GIVEN PROBLEM: Recast the entries as a two-column CSV with the headers instruction and result. Begin at the start of the entries and stop after the line that contains "1199 403 L 1217". Give one row per entry, with its instruction text and its result each in a single quoted field and line breaks turned into spaces.

THE RECORDS:

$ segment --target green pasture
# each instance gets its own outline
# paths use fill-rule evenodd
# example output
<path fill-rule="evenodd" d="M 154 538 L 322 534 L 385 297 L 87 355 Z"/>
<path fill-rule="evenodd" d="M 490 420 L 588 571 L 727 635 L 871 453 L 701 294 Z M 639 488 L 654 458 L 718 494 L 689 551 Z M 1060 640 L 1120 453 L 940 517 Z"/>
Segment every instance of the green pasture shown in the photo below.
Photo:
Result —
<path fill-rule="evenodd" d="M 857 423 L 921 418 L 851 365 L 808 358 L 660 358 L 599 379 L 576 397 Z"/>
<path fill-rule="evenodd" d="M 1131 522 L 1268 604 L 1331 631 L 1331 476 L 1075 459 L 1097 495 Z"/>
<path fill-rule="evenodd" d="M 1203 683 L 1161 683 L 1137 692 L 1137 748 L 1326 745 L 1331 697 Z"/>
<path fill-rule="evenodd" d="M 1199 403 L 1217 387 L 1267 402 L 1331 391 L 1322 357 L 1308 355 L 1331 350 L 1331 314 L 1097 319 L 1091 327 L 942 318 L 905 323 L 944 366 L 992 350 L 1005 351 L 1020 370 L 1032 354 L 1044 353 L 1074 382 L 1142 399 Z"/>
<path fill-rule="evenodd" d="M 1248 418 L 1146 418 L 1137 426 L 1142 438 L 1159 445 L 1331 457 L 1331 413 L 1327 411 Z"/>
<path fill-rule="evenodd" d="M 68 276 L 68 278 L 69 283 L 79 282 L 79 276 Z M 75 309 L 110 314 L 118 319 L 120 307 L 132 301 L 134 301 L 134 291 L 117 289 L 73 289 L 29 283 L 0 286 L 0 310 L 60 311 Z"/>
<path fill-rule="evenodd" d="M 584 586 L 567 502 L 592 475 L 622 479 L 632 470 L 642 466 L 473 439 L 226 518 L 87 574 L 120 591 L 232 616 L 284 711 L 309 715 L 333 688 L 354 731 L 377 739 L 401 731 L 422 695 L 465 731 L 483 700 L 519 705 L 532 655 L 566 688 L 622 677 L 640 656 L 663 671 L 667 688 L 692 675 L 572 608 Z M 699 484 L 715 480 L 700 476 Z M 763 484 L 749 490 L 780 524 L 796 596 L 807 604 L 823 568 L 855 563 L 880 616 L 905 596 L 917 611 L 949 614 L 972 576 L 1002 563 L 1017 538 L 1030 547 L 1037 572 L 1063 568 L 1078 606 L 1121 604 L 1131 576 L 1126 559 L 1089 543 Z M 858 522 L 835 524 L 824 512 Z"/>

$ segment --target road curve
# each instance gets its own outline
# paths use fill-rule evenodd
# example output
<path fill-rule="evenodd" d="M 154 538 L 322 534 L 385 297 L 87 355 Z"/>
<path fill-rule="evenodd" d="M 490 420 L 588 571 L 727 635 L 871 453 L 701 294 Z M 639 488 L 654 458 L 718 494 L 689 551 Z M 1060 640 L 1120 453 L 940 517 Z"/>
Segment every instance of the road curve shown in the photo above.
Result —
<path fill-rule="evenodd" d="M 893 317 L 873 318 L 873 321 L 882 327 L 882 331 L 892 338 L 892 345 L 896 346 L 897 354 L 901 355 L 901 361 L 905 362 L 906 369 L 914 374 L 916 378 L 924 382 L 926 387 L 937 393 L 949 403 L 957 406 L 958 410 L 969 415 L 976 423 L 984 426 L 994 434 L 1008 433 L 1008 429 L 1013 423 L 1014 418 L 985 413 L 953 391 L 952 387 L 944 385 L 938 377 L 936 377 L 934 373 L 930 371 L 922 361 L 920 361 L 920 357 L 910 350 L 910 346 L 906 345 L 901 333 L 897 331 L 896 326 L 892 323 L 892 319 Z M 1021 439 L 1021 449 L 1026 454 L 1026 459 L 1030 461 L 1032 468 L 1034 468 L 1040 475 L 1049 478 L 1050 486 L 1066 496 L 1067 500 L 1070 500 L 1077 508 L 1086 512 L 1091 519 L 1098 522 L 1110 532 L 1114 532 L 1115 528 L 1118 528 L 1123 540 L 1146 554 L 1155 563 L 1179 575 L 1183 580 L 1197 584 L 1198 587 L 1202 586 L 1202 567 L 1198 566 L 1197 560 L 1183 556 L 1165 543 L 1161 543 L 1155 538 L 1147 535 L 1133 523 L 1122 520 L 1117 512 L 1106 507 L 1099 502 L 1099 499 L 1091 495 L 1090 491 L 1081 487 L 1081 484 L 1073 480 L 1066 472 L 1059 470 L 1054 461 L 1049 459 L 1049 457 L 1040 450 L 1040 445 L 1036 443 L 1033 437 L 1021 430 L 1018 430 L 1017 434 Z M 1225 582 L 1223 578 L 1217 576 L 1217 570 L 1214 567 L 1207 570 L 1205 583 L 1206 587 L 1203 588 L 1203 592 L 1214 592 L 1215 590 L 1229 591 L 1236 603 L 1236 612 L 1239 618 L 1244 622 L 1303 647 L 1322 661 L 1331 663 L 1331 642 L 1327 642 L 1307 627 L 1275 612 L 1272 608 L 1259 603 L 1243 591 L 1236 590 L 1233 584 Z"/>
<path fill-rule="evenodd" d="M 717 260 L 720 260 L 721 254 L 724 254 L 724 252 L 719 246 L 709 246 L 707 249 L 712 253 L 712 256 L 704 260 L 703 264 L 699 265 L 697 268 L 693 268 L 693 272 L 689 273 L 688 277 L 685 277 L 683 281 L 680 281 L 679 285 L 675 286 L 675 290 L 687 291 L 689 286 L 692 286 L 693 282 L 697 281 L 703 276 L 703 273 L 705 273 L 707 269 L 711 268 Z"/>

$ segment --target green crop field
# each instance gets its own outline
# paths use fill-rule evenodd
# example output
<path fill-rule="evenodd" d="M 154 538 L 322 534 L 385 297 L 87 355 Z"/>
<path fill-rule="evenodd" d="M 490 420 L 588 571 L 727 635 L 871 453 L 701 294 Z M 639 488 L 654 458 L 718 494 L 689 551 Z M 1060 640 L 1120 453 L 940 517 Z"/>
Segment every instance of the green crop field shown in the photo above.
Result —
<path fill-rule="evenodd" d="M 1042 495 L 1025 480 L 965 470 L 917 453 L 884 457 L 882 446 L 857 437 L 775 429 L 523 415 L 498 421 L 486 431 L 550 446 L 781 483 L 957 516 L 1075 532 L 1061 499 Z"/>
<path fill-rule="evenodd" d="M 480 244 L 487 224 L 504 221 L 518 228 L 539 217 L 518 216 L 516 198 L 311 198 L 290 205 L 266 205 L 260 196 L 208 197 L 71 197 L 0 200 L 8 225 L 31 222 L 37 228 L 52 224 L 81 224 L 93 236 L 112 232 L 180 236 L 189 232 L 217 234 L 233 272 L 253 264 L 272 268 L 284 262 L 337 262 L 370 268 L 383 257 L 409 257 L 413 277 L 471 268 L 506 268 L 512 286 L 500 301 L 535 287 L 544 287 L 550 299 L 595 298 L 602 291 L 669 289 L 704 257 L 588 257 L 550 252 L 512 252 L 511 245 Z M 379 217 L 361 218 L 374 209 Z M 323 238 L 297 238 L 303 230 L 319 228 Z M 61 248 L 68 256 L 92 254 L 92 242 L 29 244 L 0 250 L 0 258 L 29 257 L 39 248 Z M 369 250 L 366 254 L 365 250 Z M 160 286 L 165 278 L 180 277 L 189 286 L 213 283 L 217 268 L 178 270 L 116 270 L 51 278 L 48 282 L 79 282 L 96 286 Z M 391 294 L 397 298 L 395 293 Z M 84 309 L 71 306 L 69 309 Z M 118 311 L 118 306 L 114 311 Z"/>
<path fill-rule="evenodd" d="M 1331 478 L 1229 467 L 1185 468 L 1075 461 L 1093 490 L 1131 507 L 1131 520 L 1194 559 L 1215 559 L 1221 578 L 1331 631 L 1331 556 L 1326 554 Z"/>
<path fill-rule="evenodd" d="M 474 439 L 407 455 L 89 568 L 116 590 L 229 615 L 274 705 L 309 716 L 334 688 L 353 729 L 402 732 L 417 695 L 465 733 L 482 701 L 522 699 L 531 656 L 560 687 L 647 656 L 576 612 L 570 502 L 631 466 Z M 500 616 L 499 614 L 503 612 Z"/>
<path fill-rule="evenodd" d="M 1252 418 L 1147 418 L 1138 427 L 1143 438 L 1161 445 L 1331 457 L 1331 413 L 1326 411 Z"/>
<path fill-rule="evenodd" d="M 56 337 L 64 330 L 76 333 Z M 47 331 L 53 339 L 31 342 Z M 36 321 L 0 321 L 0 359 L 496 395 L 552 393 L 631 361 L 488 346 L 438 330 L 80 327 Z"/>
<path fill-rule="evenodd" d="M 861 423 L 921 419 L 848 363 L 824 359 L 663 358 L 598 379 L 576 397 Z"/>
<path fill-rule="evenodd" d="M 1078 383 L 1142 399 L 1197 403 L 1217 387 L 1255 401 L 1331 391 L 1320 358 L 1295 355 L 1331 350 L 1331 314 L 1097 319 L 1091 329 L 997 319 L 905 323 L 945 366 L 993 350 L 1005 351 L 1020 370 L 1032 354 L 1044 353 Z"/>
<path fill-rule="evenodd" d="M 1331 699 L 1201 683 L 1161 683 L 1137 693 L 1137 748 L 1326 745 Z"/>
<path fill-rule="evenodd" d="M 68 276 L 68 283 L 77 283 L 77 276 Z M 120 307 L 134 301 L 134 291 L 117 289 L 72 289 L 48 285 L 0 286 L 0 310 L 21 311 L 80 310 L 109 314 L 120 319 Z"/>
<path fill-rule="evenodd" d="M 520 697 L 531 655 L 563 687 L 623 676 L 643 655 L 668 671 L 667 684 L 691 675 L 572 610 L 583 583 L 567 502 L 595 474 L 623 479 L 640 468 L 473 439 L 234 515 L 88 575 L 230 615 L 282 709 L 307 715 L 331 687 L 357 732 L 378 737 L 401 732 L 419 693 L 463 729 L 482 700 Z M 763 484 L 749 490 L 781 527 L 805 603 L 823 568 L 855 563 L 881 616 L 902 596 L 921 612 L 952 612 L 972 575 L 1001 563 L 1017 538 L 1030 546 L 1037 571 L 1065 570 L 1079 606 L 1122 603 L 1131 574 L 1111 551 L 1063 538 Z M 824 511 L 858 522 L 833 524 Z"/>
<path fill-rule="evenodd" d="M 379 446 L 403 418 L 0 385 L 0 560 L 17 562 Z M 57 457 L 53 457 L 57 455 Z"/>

WRITTEN RESPONSE:
instruction,result
"$ segment --target green pasture # each instance gets its own outline # paths use fill-rule evenodd # example output <path fill-rule=""evenodd"" d=""M 154 538 L 322 534 L 385 297 L 87 355 Z""/> <path fill-rule=""evenodd"" d=""M 490 420 L 588 571 L 727 635 L 871 453 L 701 294 Z M 639 488 L 654 458 L 718 494 L 689 551 Z M 1060 640 L 1120 453 L 940 517 Z""/> Segment every instance of the green pasture shown in the photo below. Photo: Result —","<path fill-rule=""evenodd"" d=""M 857 423 L 921 418 L 851 365 L 808 358 L 660 358 L 599 379 L 576 397 Z""/> <path fill-rule=""evenodd"" d=""M 1131 522 L 1268 604 L 1331 631 L 1331 476 L 1075 459 L 1097 495 Z""/> <path fill-rule=""evenodd"" d=""M 1203 683 L 1161 683 L 1137 692 L 1137 748 L 1326 745 L 1331 697 Z""/> <path fill-rule=""evenodd"" d=""M 1199 403 L 1217 387 L 1267 402 L 1331 391 L 1322 357 L 1308 355 L 1331 350 L 1331 314 L 1097 319 L 1091 327 L 942 318 L 905 323 L 944 366 L 992 350 L 1005 351 L 1020 370 L 1032 354 L 1044 353 L 1074 382 L 1142 399 Z""/>"